▸ Exercise requirements:
Every record must be copied exactly.

[[ Dataset open ]]

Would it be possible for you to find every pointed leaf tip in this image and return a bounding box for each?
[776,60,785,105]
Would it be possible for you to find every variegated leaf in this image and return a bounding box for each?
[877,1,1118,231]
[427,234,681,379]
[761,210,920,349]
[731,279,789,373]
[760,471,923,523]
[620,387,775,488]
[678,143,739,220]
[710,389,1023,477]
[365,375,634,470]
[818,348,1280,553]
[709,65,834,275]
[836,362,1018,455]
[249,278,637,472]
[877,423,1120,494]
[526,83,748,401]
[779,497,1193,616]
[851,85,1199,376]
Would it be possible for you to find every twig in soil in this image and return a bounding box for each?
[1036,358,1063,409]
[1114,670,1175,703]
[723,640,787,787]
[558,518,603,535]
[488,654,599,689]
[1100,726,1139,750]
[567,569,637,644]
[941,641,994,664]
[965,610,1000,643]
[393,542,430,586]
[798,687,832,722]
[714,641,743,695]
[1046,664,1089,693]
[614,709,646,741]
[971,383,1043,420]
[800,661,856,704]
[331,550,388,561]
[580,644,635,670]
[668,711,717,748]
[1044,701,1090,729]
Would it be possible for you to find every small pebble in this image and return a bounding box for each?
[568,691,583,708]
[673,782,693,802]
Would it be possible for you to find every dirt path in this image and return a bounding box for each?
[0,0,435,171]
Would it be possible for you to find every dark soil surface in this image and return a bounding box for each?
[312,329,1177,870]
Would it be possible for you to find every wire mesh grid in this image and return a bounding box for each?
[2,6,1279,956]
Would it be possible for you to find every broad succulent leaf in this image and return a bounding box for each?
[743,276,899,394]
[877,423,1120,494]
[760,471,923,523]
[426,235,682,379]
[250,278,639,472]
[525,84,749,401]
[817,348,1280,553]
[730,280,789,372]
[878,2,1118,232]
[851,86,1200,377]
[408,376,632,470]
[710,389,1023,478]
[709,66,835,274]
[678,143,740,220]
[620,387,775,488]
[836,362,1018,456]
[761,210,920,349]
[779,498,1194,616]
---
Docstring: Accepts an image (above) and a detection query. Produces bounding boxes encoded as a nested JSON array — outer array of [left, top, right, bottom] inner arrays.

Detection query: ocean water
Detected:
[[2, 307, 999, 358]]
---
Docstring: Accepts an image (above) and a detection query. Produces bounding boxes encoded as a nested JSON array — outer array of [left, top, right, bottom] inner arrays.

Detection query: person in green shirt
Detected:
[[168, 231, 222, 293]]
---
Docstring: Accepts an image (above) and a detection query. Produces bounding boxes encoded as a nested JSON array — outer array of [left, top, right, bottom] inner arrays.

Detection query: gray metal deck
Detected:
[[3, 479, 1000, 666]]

[[ Dataset closed ]]

▸ The answer:
Would it be possible for you to find every pointed leaf tip in this image and return a bounding box for each?
[776,60,785,105]
Would it be possible for you to find every variegated leaf in this image and return a bounding box for each?
[877,1,1118,231]
[427,234,681,379]
[761,210,920,349]
[731,279,789,373]
[760,471,923,523]
[620,387,775,488]
[678,143,739,220]
[710,389,1023,477]
[365,375,634,470]
[818,348,1280,553]
[709,65,834,275]
[836,362,1018,455]
[249,278,637,472]
[877,423,1120,494]
[526,83,748,401]
[779,497,1193,616]
[851,85,1199,376]
Would it be possible for you to find every twig in soil in this image and return a bounding box for each?
[1036,358,1063,409]
[1114,670,1175,703]
[723,640,787,787]
[558,518,603,535]
[488,654,599,689]
[1100,726,1139,750]
[567,569,637,644]
[941,641,994,664]
[965,610,1000,643]
[393,542,430,586]
[798,687,832,722]
[714,641,743,695]
[1046,664,1089,693]
[614,709,646,741]
[971,383,1043,420]
[800,661,856,704]
[331,550,388,561]
[580,644,635,670]
[668,711,717,748]
[1044,701,1090,729]
Would it be possible for you to find every small pebble in this image and return a bounding box for each?
[568,691,583,708]
[673,782,693,802]
Would it be possible for you to find every dirt path in this image and return a bounding box for each?
[0,0,435,171]
Would it be possible for you to find every dark soil surface in this image and return a bounding box for each?
[312,329,1177,870]
Would it be possible for you to find every wire mesh grid in this image and return a bounding box for each?
[2,6,1279,956]
Would it be possible for you to find every broad succulent leaf in this image and return a bounding box for each?
[743,276,899,394]
[877,423,1120,494]
[760,471,923,523]
[426,235,682,379]
[250,278,639,472]
[525,84,749,401]
[817,348,1280,553]
[730,280,789,372]
[878,2,1118,232]
[851,86,1200,377]
[408,376,632,470]
[710,389,1023,478]
[709,66,835,274]
[678,143,740,220]
[620,387,775,488]
[836,362,1018,456]
[761,210,920,349]
[779,498,1194,616]
---
Docstring: Accepts an image (above) and a detection query. Produces bounding boxes encoded as a nested JSON array — outer array of [left, top, right, bottom] inner arrays.

Detection query: ocean water
Detected:
[[2, 307, 999, 358]]
---
Docstring: Accepts an image (above) and a detection query. Produces bounding boxes encoded as a nested JSON array — outer array of [left, top, right, bottom] inner arrays.

Detection query: person in green shirt
Detected:
[[168, 231, 222, 293]]
---
Docstring: Accepts an image (above) and a detection query. Produces bounding boxes encoded as a nested JSON array — outer array of [left, top, right, bottom] inner arrays.

Detection query: gray metal deck
Detected:
[[3, 479, 1000, 666]]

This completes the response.